• _SELECTION_
Studio album by Airbourne
- Released: 23 September 2016
- Studio: Sing Sing Studios, Melbourne
- Genre: Hard rock, heavy metal
- Length: 39:56
- Label: Spinefarm
- Producer: Bob Marlette

Airbourne chronology
| Black Dog Barking (2013) | Breakin' Outta Hell (2016) | Boneshaker (2019) |

= Breakin' Outta Hell =

Breakin' Outta Hell is the fourth studio album by Australian rock band Airbourne. Released on 23 September 2016, the work was published via Spinefarm.

This is the band's last studio album to feature its longtime rhythm guitarist David Roads, who left the band in 2017 to focus on his family business. He is replaced by an ex-Palace of the King guitarist Matt "Harri" Harrison.

==Reception==

Breakin' Outta Hell received positive reviews from critics. On Metacritic, the album holds a score of 80/100 based on four reviews, indicating "generally favorable reviews".

• _DATA_
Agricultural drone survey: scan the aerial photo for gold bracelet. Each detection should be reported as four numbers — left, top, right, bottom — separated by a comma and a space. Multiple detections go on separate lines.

• _PROBLEM TO WORK ON_
Quote the album text word for word. Begin at the words "Airbourne chronology" and stop after "published via Spinefarm.". The listing has no connection to the album text.

• _TASK ANSWER_
Airbourne chronology
| Black Dog Barking (2013) | Breakin' Outta Hell (2016) | Boneshaker (2019) |

= Breakin' Outta Hell =

Breakin' Outta Hell is the fourth studio album by Australian rock band Airbourne. Released on 23 September 2016, the work was published via Spinefarm.